** start of EXTRACT PROVIDED **

So, ladies and gentlemen, here we have real-life, unredacted proof that "redeeming lawful money" fails every time. If anyone tells you otherwise, demand the same. And then don't hold your breath.
1-9-13 update: Yesterday Judge Illston dismissed Weiss' action. That's 0 for 6. Lam's case is still pending, as are the motions to dismiss it. There is therefore still no evidence that "redeeming lawful money" has ever done anything at all, other than to allow interest and penalties to accrue - and enforcement actions to continue - on unpaid taxes.
2-9-13 update: The last surviving effort at "redeeming lawful money" goes down in flames. A couple of weeks ago, Judge Snyder dismissed Lam's complaint (see above for link). Since this is the last case standing, we might as well quote the entire order:
Plaintiff’s complaint is largely incomprehensible and rambling. The Court cannot discern what claims for relief it is attempting to assert, nor on what factual (sic) plaintiff seeks relief. A “complaint that is ‘obviously frivolous’ does not confer subject matter jurisdiction. . . .” [citations omitted]. Dismissal for lack of subject matter jurisdiction is proper when the federal claim is “so insubstantial, implausible, foreclosed by prior decisions of this Court, or otherwise completely devoid of merit as not to involve a federal controversy.” [citation omitted].In other words, Lam's complaint - the one the purveyors of this nonsense provide to "redeem lawful money" - is such gibberish that it does not even give a court jurisdiction to consider the issue. That's not easy to accomplish.
The manifest insubstantiality of the present complaint deprives this Court of subject matter jurisdiction. This jurisdictional defect could not be cured by amendment.
Accordingly, the Court hereby DISMISSES this action with prejudice.
IT IS SO ORDERED
That's 0 for 7. Despite numerous requests, those who advocate "redeeming lawful money" have refused to provide verifiable proof of a single success, so we had to find these seven cases on our own. None left - every single one has been ignominiously dismissed, frequently sua sponte. Anyone who uses this monumentally silly idea deserves what s/he gets: liens, levies, continuously-accruing interest and penalties, a judicial determination that the position is nonsense, and no relief whatsoever.

** end of EXTRACT PROVIDED **

## OBJECTIVE A
Rewrite the part of the commentary on redeeming lawful money starting with "So, ladies and" and going on through "hold your breath.", putting "evidence" in place of "proof".
## OBJECTIVE B
Decide whether each statement agrees with the commentary on redeeming lawful money. Answer yes or no for each, quoting the words of the text that decide it: (i) Judge Illston dismissed Weiss' action. (ii) The court dismissed Lam's action without prejudice. (iii) Advocates of redeeming lawful money supplied verifiable proof of one success.

** start of DATA LINES **

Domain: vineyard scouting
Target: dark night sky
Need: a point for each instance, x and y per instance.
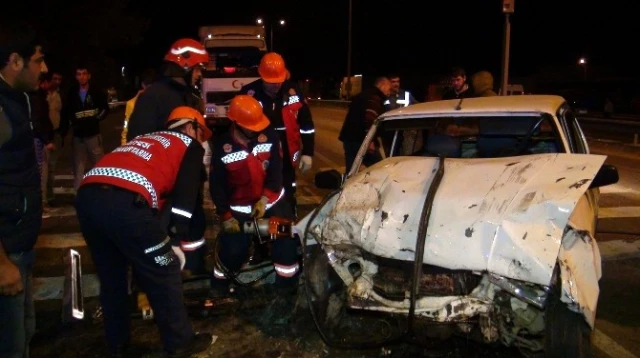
(415, 38)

** end of DATA LINES **

## CORRECT RESPONSE A
So, ladies and gentlemen, here we have real-life, unredacted evidence that "redeeming lawful money" fails every time. If anyone tells you otherwise, demand the same. And then don't hold your breath.

## CORRECT RESPONSE B
(i) Yes: "Yesterday Judge Illston dismissed Weiss' action."
(ii) No: "the Court hereby DISMISSES this action with prejudice."
(iii) No: "those who advocate "redeeming lawful money" have refused to provide verifiable proof of a single success"